-- START Text shown --
- Awarded for: "ambitious younger generation classical musicians."
- Location: Bonn
- Country: Germany
- Presented by: "Citizens for Beethoven"
- Reward: Ring
- First award: 2004
- Website: www.buergerfuerbeethoven.de/start/Fuer-Musiker-Beethoven-Ring/index.html

= Beethoven Ring =

German classical music award

Beethoven Ring is an annual award by the association "Citizens for Beethoven" of the city of Bonn. Bürger für Beethoven (Citizens for Beethoven) is Bonn’s largest cultural association. Its purpose is to promote Beethoven’s music and preserve his memory in the city of his birth. In a vote, the 1500 members of the "Citizens for Beethoven" determine one out of the five youngest artists at the Beethovenfest Bonn, that have interpreted a work of Beethoven. The official award ceremony takes place within the framework of a concert in the Beethoven-Haus. The ring is handcrafted as a unique piece from 18-karat rose gold and sterling silver.
-- END Text shown --
-- START Extracted records --
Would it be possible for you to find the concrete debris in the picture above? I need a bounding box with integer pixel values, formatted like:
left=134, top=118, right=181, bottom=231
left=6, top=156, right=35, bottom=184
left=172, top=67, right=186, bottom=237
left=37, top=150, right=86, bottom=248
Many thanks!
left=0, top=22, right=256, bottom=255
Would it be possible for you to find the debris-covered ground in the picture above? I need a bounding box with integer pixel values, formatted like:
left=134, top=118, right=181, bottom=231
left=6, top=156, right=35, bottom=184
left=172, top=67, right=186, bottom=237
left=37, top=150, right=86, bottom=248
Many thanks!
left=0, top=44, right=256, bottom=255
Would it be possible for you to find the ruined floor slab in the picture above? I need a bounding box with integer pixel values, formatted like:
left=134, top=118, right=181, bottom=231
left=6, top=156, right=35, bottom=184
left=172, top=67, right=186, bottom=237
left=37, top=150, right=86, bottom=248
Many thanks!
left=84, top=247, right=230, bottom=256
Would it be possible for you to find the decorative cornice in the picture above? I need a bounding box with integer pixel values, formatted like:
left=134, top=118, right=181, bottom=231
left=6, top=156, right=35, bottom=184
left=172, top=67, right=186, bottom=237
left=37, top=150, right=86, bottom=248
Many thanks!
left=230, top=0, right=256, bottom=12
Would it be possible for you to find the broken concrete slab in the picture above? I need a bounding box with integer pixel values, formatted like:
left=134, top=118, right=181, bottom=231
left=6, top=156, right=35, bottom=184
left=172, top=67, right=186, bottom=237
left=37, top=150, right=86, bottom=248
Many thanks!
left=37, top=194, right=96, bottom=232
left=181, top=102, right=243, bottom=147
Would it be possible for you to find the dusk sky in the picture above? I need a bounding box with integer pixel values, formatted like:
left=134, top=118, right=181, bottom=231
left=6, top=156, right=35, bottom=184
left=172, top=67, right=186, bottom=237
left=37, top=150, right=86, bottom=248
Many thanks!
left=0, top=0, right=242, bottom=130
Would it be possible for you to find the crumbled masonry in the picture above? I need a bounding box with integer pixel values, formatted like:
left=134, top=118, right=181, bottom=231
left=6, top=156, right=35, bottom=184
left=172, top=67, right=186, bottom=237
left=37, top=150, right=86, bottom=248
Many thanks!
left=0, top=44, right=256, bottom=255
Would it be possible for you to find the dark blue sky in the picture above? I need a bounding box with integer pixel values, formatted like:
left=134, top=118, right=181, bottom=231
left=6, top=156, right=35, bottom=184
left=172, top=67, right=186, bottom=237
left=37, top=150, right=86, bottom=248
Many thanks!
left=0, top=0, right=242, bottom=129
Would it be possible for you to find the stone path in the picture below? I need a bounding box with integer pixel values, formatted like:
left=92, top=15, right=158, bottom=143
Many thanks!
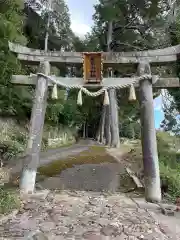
left=39, top=163, right=121, bottom=192
left=0, top=190, right=180, bottom=240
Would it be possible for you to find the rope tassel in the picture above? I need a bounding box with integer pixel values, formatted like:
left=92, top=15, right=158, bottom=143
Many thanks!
left=129, top=84, right=136, bottom=101
left=77, top=89, right=82, bottom=106
left=103, top=90, right=109, bottom=105
left=51, top=84, right=58, bottom=99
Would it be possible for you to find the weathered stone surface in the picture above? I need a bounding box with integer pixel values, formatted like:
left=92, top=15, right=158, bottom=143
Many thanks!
left=0, top=191, right=180, bottom=240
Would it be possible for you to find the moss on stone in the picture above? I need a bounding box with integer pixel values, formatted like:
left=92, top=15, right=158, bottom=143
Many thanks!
left=38, top=146, right=116, bottom=177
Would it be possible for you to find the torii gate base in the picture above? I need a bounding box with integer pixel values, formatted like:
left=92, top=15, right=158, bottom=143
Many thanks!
left=138, top=62, right=161, bottom=202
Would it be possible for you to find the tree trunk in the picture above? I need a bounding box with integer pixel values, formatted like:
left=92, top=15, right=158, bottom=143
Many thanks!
left=138, top=62, right=161, bottom=202
left=83, top=122, right=86, bottom=139
left=20, top=62, right=50, bottom=193
left=109, top=88, right=120, bottom=148
left=96, top=105, right=106, bottom=143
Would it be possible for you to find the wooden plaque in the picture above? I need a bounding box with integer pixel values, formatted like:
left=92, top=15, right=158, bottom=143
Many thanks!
left=83, top=53, right=103, bottom=83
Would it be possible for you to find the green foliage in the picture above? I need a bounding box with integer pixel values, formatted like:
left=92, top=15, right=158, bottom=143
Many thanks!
left=0, top=0, right=32, bottom=115
left=0, top=188, right=20, bottom=214
left=157, top=132, right=180, bottom=199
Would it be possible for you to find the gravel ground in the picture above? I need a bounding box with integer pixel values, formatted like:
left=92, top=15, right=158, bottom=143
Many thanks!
left=0, top=190, right=180, bottom=240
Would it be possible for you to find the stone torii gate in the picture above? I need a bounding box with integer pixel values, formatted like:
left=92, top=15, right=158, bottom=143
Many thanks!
left=9, top=43, right=180, bottom=202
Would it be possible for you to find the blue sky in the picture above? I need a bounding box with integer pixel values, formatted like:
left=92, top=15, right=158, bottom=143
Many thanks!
left=65, top=0, right=164, bottom=128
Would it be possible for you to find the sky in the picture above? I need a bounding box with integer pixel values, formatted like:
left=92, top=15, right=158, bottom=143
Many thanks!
left=65, top=0, right=164, bottom=128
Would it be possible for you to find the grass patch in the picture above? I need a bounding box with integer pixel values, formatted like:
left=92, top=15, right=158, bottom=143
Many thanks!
left=0, top=188, right=20, bottom=214
left=126, top=132, right=180, bottom=200
left=157, top=132, right=180, bottom=199
left=38, top=146, right=116, bottom=177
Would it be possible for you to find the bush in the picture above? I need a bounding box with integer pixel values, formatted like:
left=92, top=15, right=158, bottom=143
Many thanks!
left=157, top=132, right=180, bottom=199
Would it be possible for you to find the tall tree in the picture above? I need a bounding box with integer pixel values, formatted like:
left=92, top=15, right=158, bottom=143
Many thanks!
left=0, top=0, right=27, bottom=116
left=25, top=0, right=73, bottom=50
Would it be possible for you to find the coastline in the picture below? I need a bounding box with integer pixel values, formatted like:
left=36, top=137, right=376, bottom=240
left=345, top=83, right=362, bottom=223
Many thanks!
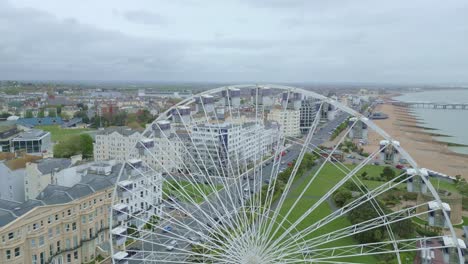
left=364, top=100, right=468, bottom=180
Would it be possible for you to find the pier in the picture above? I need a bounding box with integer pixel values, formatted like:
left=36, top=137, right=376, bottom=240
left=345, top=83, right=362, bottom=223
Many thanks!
left=392, top=101, right=468, bottom=110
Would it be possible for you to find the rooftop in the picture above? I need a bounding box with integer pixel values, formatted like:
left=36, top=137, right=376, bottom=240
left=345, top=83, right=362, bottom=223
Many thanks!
left=97, top=127, right=139, bottom=136
left=5, top=155, right=42, bottom=170
left=35, top=158, right=71, bottom=174
left=17, top=117, right=63, bottom=127
left=13, top=129, right=50, bottom=141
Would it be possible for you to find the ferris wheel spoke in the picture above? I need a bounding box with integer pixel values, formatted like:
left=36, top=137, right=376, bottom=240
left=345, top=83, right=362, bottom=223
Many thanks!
left=266, top=118, right=380, bottom=249
left=151, top=116, right=250, bottom=237
left=113, top=182, right=230, bottom=250
left=276, top=203, right=431, bottom=256
left=109, top=85, right=462, bottom=264
left=288, top=142, right=401, bottom=263
left=298, top=236, right=453, bottom=262
left=129, top=147, right=241, bottom=240
left=196, top=97, right=258, bottom=238
left=272, top=170, right=407, bottom=253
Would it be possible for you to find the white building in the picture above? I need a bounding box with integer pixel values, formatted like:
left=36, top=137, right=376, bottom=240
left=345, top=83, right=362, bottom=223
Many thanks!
-- END Extracted records --
Given problem 1 —
Answer these questions using the Beethoven Ring text:
(a) In what year was the award first given?
(b) How many members of "Citizens for Beethoven" take part in the vote?
(c) From what materials is the ring made?
Given problem 2 —
Reproduce the Beethoven Ring text word for word from "- Reward: Ring" to "and sterling silver.".
The entries have no connection to the Beethoven Ring text.

Problem solution 1 —
(a) 2004
(b) 1500
(c) 18-karat rose gold and sterling silver

Problem solution 2 —
- Reward: Ring
- First award: 2004
- Website: www.buergerfuerbeethoven.de/start/Fuer-Musiker-Beethoven-Ring/index.html

= Beethoven Ring =

German classical music award

Beethoven Ring is an annual award by the association "Citizens for Beethoven" of the city of Bonn. Bürger für Beethoven (Citizens for Beethoven) is Bonn’s largest cultural association. Its purpose is to promote Beethoven’s music and preserve his memory in the city of his birth. In a vote, the 1500 members of the "Citizens for Beethoven" determine one out of the five youngest artists at the Beethovenfest Bonn, that have interpreted a work of Beethoven. The official award ceremony takes place within the framework of a concert in the Beethoven-Haus. The ring is handcrafted as a unique piece from 18-karat rose gold and sterling silver.